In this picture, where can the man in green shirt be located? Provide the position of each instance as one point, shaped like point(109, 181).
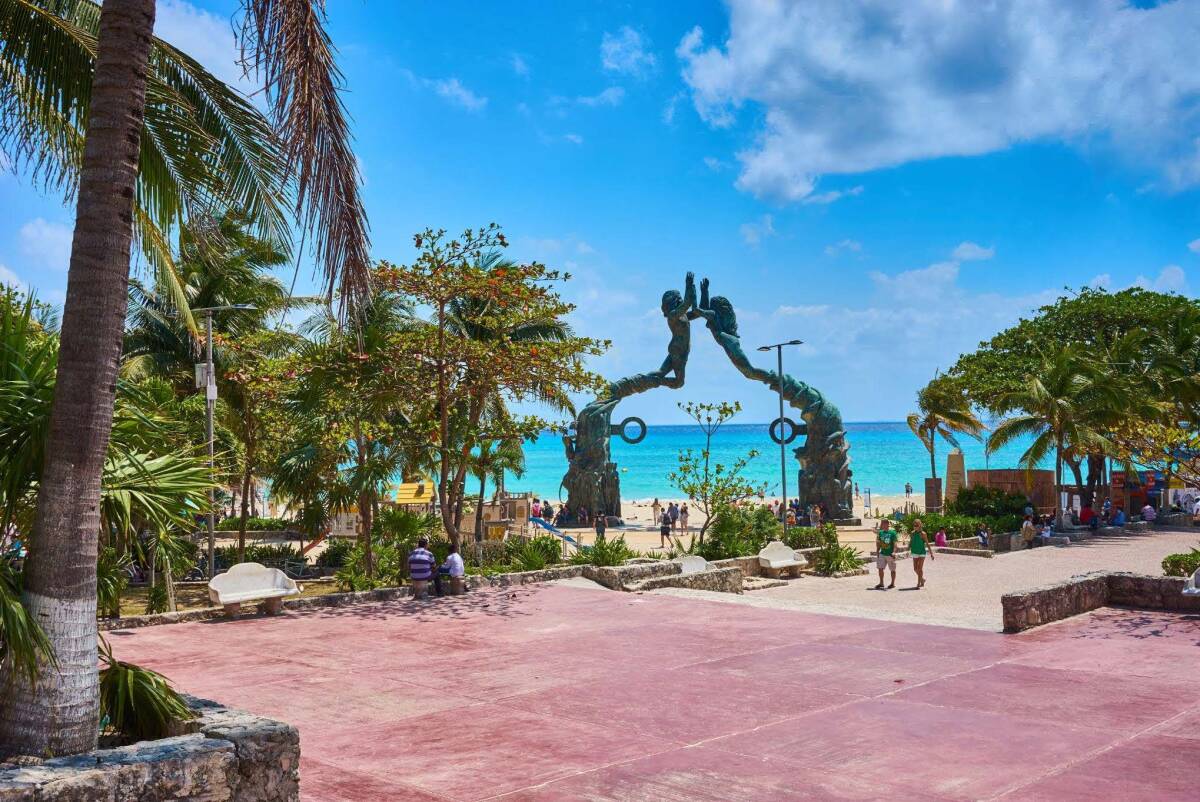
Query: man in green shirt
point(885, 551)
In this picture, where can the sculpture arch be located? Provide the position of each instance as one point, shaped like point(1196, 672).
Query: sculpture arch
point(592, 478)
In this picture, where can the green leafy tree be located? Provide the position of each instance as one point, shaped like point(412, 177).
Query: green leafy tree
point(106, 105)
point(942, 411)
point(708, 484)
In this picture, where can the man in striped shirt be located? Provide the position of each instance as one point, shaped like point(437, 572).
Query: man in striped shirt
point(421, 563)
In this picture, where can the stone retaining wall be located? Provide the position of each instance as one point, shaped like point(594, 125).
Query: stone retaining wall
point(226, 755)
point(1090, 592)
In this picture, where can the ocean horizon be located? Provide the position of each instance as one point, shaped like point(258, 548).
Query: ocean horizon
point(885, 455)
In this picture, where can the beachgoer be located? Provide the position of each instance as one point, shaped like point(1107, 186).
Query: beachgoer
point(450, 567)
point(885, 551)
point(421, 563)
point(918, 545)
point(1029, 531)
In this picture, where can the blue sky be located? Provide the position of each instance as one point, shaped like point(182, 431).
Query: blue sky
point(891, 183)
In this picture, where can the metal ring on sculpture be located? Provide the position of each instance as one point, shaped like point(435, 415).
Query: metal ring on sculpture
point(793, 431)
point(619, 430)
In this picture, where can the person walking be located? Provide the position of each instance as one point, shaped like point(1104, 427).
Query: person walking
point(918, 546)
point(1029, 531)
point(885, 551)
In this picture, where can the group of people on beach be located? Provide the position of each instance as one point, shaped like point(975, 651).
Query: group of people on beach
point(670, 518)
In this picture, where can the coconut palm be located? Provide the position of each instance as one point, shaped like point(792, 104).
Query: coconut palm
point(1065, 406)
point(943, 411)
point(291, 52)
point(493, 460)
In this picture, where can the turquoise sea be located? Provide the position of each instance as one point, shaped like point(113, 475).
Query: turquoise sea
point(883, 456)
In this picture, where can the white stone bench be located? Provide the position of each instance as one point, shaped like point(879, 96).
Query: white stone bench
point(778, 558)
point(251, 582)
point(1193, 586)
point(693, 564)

• • •

Task statement: Render all the items above as a two-column CSV with the header input,output. Give one row per item, with its text under input and its answer under output; put each field in double quotes, replace line breaks with spaces, and leave the picture out.

Completed exercise:
input,output
"In this picture, where can the man in green shirt be located? Provide the position of each instance as one point, shaped like point(109, 181). Query: man in green shirt","point(885, 551)"
"In this picture, where can the sculpture arch be located? Provide the position of each instance as one point, shaped like point(1196, 672). Query: sculpture arch","point(592, 478)"
"In this picture, where can the green leafy tree be located? Provide the position of each instance as one point, shaped like point(412, 177). Query: green leafy tree","point(106, 105) point(942, 411) point(708, 484)"
"In this picture, where can the man in striped shirt be located? Provide the position of each instance as one point, shaped like point(437, 572). Query: man in striped shirt","point(421, 563)"
"In this picture, where can the stone retaining wall be located? Provide the position of each instance as one point, shaped like point(594, 125). Query: stone retaining wall","point(226, 755) point(1090, 592)"
"In this picture, where can the ocean horizon be located? Provide the position of each instance as one point, shaped like point(258, 548). Query: ocean horizon","point(885, 455)"
"In this picture, where can the beachgoer be located? Provide the position of each instance as one point, shaped like point(1107, 186). Query: beachgoer","point(450, 567) point(885, 551) point(421, 563) point(918, 545) point(1029, 531)"
"In this picture, where can the blue sky be located? Provide the position of each instance as one point, shaped like point(182, 431). Query: blue sky","point(891, 183)"
"In this picture, where can the metal ring on sculpture be located? Provide the position of each instance as one point, shaped like point(435, 415). Query: metal ring on sculpture","point(793, 431) point(619, 430)"
"In this picture, where can the person walking be located? Provide the position of each instance as one point, shaped like point(1104, 427). Query: person walking","point(918, 546) point(1029, 531) point(885, 551)"
"In this picture, where can the group of people on beach be located? Provide the position of each instance as one point, shaped like point(975, 651). Query: group of people on beach","point(670, 518)"
"In this picture, where can the coconut palm be located? Provide the position of each instance as one point, shaped like point(792, 104). Query: coconut palm","point(1065, 406) point(943, 411) point(291, 52) point(493, 460)"
"In this picture, where can the turquoise sea be located? Provide the position of each instance as one point, shaped like point(113, 475). Query: turquoise sea","point(883, 456)"
"In this picture, where can the white stone bench be located? Provide the position of each instance as one point, shaped like point(879, 96). Query: white stone bench","point(778, 558) point(251, 582) point(1193, 586) point(693, 564)"